(Natural-language object grounding data)
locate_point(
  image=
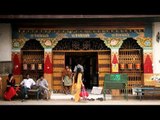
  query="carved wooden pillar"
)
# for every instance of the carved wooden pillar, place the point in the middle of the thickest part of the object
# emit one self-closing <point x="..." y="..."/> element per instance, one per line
<point x="16" y="58"/>
<point x="114" y="61"/>
<point x="48" y="69"/>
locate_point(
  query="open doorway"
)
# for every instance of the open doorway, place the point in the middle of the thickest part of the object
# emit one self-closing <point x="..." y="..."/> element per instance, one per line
<point x="89" y="61"/>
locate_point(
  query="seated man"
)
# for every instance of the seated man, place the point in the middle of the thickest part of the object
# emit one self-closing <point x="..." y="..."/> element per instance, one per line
<point x="43" y="87"/>
<point x="26" y="84"/>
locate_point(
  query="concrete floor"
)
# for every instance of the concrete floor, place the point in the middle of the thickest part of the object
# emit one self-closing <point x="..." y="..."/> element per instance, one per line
<point x="62" y="99"/>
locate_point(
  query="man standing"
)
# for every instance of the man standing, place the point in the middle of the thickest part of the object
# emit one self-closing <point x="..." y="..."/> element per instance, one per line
<point x="26" y="85"/>
<point x="78" y="66"/>
<point x="43" y="87"/>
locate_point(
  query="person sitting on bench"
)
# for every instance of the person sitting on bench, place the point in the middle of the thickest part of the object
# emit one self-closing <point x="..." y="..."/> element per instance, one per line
<point x="26" y="84"/>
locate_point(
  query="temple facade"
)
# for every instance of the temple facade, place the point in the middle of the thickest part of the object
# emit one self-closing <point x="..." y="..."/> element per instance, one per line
<point x="102" y="45"/>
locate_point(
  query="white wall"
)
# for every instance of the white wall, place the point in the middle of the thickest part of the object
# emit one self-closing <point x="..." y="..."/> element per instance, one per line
<point x="5" y="42"/>
<point x="156" y="48"/>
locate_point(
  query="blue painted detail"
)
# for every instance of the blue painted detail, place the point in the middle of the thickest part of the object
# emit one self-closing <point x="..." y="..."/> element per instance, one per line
<point x="15" y="35"/>
<point x="40" y="35"/>
<point x="148" y="30"/>
<point x="121" y="35"/>
<point x="80" y="35"/>
<point x="34" y="35"/>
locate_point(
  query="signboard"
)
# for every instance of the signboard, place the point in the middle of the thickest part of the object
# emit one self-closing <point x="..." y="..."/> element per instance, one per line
<point x="96" y="90"/>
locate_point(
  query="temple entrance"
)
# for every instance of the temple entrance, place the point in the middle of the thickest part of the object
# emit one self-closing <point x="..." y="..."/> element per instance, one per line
<point x="89" y="61"/>
<point x="93" y="54"/>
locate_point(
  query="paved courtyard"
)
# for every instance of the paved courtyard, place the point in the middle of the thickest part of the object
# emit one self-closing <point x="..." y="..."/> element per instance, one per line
<point x="62" y="99"/>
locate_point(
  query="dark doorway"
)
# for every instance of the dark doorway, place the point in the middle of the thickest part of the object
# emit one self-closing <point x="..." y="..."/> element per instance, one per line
<point x="89" y="61"/>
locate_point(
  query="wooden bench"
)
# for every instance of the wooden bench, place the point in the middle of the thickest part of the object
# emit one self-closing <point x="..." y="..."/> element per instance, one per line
<point x="115" y="81"/>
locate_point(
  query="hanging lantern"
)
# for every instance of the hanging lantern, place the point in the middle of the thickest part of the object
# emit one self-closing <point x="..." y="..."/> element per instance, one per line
<point x="137" y="66"/>
<point x="130" y="66"/>
<point x="122" y="66"/>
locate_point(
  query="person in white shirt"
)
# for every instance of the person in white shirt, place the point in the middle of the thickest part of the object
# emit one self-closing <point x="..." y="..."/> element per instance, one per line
<point x="43" y="87"/>
<point x="26" y="85"/>
<point x="78" y="66"/>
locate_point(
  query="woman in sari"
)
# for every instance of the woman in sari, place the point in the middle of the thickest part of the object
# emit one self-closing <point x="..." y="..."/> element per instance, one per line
<point x="10" y="91"/>
<point x="77" y="84"/>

■ Assignment ■
A faithful copy of the entries above is needed, one that contains no images.

■ Reply to the task ■
locate_point(
  image=
  query="carved wooden pillar"
)
# for every instance of the carved wooden pillar, place the point in the middle of the thickest part of the object
# emit one self-closing <point x="..." y="..."/> element per instance, one per line
<point x="16" y="58"/>
<point x="114" y="61"/>
<point x="48" y="69"/>
locate_point(
  query="open doorway"
)
# for every instance of the open doorway, place the point in the middle of the thickest part of the object
# emit one self-closing <point x="..." y="..."/> element per instance, one per line
<point x="89" y="61"/>
locate_point(
  query="seated man"
)
# for every instance of the seated man, place the point in the middle of the thickest part of the object
# emit one self-closing <point x="..." y="..."/> element per instance, one per line
<point x="43" y="87"/>
<point x="26" y="84"/>
locate_point(
  query="concrete floor"
)
# for every instance of the concrete floor, place the point in the middle of the thickest part of the object
# emit one self-closing <point x="..." y="..."/> element per instance, one per line
<point x="62" y="99"/>
locate_point(
  query="man standing"
)
# for every instance of the man standing, place the point in the middle of the thickest part of the object
# emit one self-closing <point x="..." y="..."/> element per instance, one per line
<point x="26" y="85"/>
<point x="78" y="66"/>
<point x="43" y="87"/>
locate_point(
  query="person sitting on bench"
)
# for every instance of the person sitting on bench, place the point in the middle of the thickest part of the object
# emit one self-closing <point x="..." y="..."/> element per instance, one per line
<point x="26" y="84"/>
locate_point(
  query="temple facade"
)
# for every instance of the temple facade, place the point in the middle of the thickest part of the object
# emit one self-closing <point x="..." y="..."/> element per instance, one per line
<point x="102" y="45"/>
locate_point(
  query="white wall"
)
# for every instance of the white wall, place the point in the middle of the thickest part of the object
# emit one self-closing <point x="..." y="..."/> element per instance, one per line
<point x="5" y="42"/>
<point x="156" y="48"/>
locate_point(
  query="blue painted detail"
)
# for every instance of the blue painted detail, place the point in the middle of the thickest part of the object
# emit one self-closing <point x="..." y="..."/> element per instance, one per line
<point x="15" y="35"/>
<point x="40" y="35"/>
<point x="148" y="30"/>
<point x="121" y="35"/>
<point x="80" y="35"/>
<point x="34" y="35"/>
locate_point(
  query="signboard"
)
# for every instance of the signboard, place the point in the middle of the thickest part of the object
# emit one self-closing <point x="..." y="..."/> element per instance, one per line
<point x="96" y="90"/>
locate_point(
  query="temple entrance"
)
# for every instance of the temple entrance, place the point in the middle of the thickest part of the object
# emit one self-closing <point x="..." y="..."/> element per instance, one per line
<point x="89" y="61"/>
<point x="93" y="54"/>
locate_point(
  query="paved courtyard"
)
# for every instance of the paved courtyard, place the point in the middle of the thickest part of the object
# emit one self-closing <point x="..." y="..."/> element per instance, one per line
<point x="62" y="99"/>
locate_point(
  query="dark doorway"
)
# for every instance of the dark doorway, place the point in the middle of the thickest part of the object
# emit one self-closing <point x="..." y="..."/> element per instance, one per line
<point x="89" y="61"/>
locate_point(
  query="wooden bench"
)
# for every instance of the wooden bench, place the point in the middle of the thickest part of the object
# emit one self-closing <point x="..." y="..."/> element per instance, one per line
<point x="115" y="81"/>
locate_point(
  query="hanging lantern"
)
# for every instance of the hanging lantern, place the point in the middle of the thickest part of the object
# emit one self-closing <point x="..." y="..."/> element per instance, one per line
<point x="137" y="66"/>
<point x="130" y="66"/>
<point x="122" y="66"/>
locate_point(
  query="person in white shirt"
)
# for every instance of the person in white shirt, place the point in the middle of the thickest part of the object
# emit one self-closing <point x="..." y="..."/> element per instance, one per line
<point x="43" y="87"/>
<point x="26" y="85"/>
<point x="78" y="66"/>
locate_point(
  query="woman in sari"
)
# for every instance of the woman in sari, place the point in the middle of the thickest part of the object
# emit one self-closing <point x="..." y="..."/> element per instance, one per line
<point x="10" y="91"/>
<point x="77" y="84"/>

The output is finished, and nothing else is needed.